* _DOCUMENT EXCERPT_:
** BEGIN **
= Regulatory Reform Committee =

The Regulatory Reform Committee was a select committee of the House of Commons in the Parliament of the United Kingdom. The remit of the committee was to examine subordinate provisions to amend primary legislation as created under the Deregulation and Contracting Out Act 1994, amended by the Regulatory Reform Act 2001. It ceased to exist on 20 May 2021, with responsibilities being transferred to the Business, Energy and Industrial Strategy Committee.

==Membership==
At dissolution, the members of the committee were as follows:

| Member |  | Party | Constituency |
|---|---|---|---|
|  | Stephen McPartland MP (chair) | Conservative | Stevenage |
|  | Chris Clarkson MP | Conservative | Heywood & Middleton |
|  | Jackie Doyle-Price MP | Conservative | Thurrock |
|  | Mark Eastwood MP | Conservative | Dewsbury |
|  | Julie Elliott MP | Labour | Sunderland Central |
|  | Mark Garnier MP | Conservative | Wyre Forest |
|  | Sir Oliver Heald MP | Conservative | Hertfordshire NE |
|  | Kevan Jones MP | Labour | Durham North |
|  | Anthony Mangnall MP | Conservative | Totnes |
|  | Conor McGinn MP | Labour | St Helens North |
|  | Gary Sambrook MP | Conservative | Birmingham, Northfield |
|  | Karl Turner MP | Labour | Kingston upon Hull East |

Source: Reform Committee

==2017–2019 Parliament==
Members were announced on 6 November 2017.

| Member |  | Party | Constituency |
|---|---|---|---|
|  | Bim Afolami MP | Conservative | Hitchin and Harpenden |
|  | Andrew Bridgen MP | Conservative | North West Leicestershire |
|  | Douglas Chapman MP | SNP | Dunfermline and West Fife |
|  | Julie Elliott MP | Labour | Sunderland Central |
|  | Kirstene Hair MP | Conservative | Angus |
|  | Simon Hoare MP | Conservative | North Dorset |
|  | Graham Jones MP | Labour | Hyndburn |
|  | Helen Jones MP | Labour | Warrington North |
|  | Kevan Jones MP | Labour | North Durham |
|  | Conor McGinn MP | Labour | St Helens North |
|  | Stephen McPartland MP | Conservative | Stevenage |
|  | Mark Menzies MP | Conservative | Fylde |
|  | Jeremy Quin MP | Conservative | Horsham |
|  | Karl Turner MP | Labour | Kingston upon Hull East |

===Changes 2017–2019===

| Date | Outgoing Member & Party |  | Constituency | → | New Member & Party |  | Constituency | Source |
| 16 January 2017 |  | Andrew Percy MP (Conservative) | Brigg and Goole | → |  | Stephen McPartland MP (Conservative) | Stevenage | Hansard |
| Christopher Pincher MP (Conservative) | Tamworth | Mark Menzies MP (Conservative) | Fylde |
| 18 December 2017 |  | Mark Menzies MP (Conservative) | Fylde | → |  | Simon Clarke MP (Conservative) | Middlesbrough South and East Cleveland | Hansard |
| 5 November 2018 |  | Jeremy Quin MP (Conservative) | Horsham | → |  | Ben Bradley MP (Conservative) | Mansfield | Hansard |

==2015–2017 Parliament==
Members were announced on 12 October 2015.
** END **
From the Regulatory Reform Committee article above, reproduce word for word the passage that opens with the words containing "The Regulatory Reform Committee" and closes with "Industrial Strategy Committee.".

* _DATASET EXTRACT_:
** BEGIN **
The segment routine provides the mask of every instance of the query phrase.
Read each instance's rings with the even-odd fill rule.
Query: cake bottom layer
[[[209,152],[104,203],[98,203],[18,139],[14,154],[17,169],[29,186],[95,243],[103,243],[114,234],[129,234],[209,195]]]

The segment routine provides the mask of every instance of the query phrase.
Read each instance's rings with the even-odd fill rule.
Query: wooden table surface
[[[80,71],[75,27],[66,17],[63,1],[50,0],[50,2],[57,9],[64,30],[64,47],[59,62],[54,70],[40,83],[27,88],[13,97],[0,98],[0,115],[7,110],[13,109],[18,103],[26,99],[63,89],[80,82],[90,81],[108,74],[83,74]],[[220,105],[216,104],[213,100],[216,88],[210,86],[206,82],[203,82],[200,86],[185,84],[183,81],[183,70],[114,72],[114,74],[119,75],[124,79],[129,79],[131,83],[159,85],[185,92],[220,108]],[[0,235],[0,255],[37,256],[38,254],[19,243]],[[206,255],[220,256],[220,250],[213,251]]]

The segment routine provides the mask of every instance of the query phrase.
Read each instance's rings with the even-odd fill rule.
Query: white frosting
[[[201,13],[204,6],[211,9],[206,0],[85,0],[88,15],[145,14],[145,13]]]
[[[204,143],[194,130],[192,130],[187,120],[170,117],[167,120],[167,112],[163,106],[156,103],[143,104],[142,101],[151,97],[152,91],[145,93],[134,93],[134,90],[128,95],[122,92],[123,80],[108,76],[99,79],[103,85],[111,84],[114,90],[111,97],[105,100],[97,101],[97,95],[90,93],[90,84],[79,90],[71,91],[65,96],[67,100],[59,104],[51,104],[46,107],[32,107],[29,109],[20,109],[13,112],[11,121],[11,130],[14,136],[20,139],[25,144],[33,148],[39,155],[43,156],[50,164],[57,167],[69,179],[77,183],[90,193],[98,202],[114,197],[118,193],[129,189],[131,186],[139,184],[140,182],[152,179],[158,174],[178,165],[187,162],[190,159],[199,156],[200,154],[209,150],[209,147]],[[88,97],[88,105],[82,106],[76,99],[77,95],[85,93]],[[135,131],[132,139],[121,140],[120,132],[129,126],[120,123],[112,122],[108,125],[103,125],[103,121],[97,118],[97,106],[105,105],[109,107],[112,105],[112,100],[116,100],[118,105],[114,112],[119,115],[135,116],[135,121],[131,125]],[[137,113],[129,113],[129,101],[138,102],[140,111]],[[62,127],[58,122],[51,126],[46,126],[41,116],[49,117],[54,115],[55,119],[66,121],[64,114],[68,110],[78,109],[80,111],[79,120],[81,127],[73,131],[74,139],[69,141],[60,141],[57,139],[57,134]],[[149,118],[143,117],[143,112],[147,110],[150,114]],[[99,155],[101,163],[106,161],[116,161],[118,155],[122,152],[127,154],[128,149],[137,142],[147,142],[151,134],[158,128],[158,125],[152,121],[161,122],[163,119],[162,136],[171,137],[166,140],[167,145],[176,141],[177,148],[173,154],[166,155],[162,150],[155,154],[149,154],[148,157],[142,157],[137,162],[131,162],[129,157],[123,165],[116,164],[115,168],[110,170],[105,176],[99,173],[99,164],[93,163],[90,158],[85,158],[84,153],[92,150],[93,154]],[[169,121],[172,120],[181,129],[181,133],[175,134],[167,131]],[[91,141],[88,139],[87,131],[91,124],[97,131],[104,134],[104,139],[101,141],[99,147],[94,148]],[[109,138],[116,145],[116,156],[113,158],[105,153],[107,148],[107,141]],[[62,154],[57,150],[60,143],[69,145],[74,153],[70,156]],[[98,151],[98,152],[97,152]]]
** END **
* _EXERCISE RESPONSE_:
The Regulatory Reform Committee was a select committee of the House of Commons in the Parliament of the United Kingdom. The remit of the committee was to examine subordinate provisions to amend primary legislation as created under the Deregulation and Contracting Out Act 1994, amended by the Regulatory Reform Act 2001. It ceased to exist on 20 May 2021, with responsibilities being transferred to the Business, Energy and Industrial Strategy Committee.